_PROBLEM_: Using the word "below" as the filter, copy each matching line from the records.

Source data

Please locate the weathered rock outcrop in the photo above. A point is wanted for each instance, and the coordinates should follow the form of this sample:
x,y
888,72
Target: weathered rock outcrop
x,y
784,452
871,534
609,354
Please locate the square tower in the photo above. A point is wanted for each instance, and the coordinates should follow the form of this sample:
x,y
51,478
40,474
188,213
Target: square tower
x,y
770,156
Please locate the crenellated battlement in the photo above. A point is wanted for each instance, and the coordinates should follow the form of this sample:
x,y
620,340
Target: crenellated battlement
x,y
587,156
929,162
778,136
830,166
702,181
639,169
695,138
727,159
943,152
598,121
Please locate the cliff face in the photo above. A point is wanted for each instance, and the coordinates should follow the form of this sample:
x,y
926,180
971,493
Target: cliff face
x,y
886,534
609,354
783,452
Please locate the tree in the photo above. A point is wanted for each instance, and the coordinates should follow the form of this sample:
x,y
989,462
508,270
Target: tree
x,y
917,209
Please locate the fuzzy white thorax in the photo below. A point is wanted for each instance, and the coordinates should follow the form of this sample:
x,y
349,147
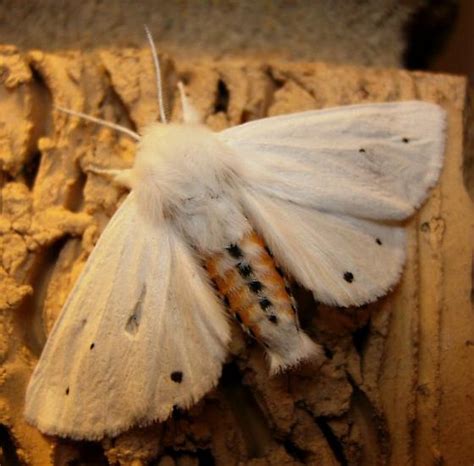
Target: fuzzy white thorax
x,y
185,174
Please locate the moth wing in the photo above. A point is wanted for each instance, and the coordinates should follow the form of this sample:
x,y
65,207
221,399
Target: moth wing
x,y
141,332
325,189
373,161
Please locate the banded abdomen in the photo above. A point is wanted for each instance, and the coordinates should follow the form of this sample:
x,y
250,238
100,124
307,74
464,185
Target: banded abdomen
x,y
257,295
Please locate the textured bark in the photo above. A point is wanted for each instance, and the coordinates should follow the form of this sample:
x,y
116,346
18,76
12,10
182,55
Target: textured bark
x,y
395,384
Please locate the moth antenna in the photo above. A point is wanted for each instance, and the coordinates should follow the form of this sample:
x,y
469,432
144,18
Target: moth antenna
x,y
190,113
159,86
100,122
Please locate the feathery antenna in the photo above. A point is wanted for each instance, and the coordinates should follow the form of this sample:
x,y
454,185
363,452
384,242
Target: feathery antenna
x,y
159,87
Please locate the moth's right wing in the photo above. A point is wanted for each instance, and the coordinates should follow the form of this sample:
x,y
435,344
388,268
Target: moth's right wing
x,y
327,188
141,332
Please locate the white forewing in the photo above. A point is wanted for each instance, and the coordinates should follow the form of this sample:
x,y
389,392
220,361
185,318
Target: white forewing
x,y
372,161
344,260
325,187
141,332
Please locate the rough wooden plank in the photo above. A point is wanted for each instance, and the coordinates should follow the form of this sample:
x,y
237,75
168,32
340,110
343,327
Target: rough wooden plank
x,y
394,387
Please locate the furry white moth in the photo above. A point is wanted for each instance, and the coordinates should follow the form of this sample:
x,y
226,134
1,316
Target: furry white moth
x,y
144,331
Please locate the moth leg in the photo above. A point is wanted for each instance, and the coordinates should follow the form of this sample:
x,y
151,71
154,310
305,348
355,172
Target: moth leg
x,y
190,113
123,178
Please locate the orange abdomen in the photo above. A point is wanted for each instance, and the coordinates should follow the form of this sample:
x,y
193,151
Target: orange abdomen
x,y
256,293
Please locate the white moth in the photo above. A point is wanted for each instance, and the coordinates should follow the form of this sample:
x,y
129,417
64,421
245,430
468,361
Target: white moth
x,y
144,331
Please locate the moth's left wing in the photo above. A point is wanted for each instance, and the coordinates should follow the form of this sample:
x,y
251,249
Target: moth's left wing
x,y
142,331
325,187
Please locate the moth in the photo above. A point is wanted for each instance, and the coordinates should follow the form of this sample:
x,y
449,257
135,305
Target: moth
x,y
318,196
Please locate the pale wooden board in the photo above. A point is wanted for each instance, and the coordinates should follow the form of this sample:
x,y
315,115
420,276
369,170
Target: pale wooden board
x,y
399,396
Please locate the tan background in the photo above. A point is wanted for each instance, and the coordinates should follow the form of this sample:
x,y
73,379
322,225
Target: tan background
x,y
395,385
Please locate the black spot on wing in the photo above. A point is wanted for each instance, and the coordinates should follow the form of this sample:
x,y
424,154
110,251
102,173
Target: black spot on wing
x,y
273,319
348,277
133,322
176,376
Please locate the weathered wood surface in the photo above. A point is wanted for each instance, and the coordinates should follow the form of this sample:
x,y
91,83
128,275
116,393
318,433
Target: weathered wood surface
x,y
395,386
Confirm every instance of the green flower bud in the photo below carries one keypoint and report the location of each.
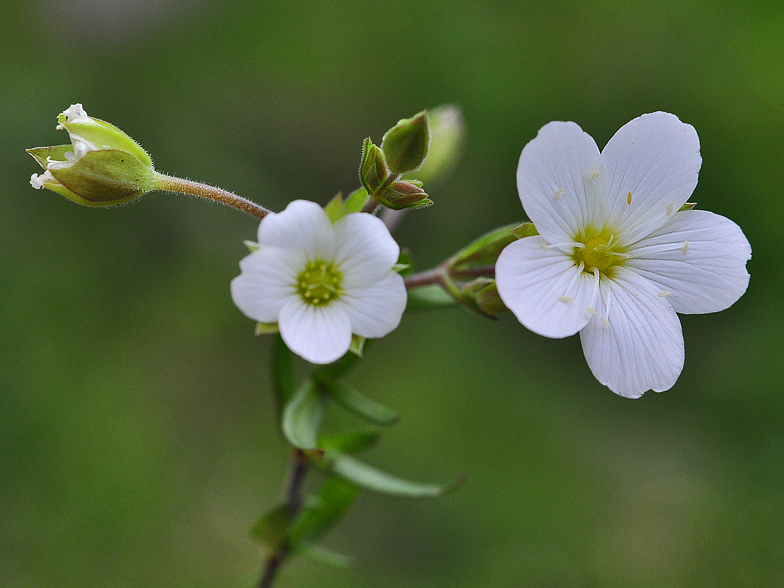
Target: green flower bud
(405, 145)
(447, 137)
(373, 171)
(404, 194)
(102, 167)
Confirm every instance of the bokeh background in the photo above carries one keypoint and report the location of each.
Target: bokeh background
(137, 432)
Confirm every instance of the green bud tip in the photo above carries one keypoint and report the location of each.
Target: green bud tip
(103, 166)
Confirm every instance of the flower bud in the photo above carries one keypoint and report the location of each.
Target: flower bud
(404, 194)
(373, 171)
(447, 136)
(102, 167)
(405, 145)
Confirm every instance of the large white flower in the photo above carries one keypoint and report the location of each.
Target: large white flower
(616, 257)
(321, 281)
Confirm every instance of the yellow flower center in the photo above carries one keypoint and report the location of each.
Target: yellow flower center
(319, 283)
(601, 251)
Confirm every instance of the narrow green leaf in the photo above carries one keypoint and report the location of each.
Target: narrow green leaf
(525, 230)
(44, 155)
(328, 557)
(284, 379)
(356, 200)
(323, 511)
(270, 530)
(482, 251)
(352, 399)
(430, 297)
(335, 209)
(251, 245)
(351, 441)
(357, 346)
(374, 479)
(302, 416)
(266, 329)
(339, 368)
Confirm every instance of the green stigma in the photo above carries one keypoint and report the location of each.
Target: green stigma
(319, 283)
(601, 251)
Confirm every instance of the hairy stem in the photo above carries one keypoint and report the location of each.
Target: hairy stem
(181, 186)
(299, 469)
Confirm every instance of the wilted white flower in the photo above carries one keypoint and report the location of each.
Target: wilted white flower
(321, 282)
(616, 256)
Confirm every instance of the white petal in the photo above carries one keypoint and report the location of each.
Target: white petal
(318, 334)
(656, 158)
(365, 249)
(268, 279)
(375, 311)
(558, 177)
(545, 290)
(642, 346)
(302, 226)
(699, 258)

_RESPONSE FOR THIS EXERCISE_:
Please locate the fuzzy white thorax in the photo below. A point is wanted for each instance, and the coordinates should follow the form of this sample:
Confirm every instance of the green flower bud in the photo below carries one keypoint and report the location of each.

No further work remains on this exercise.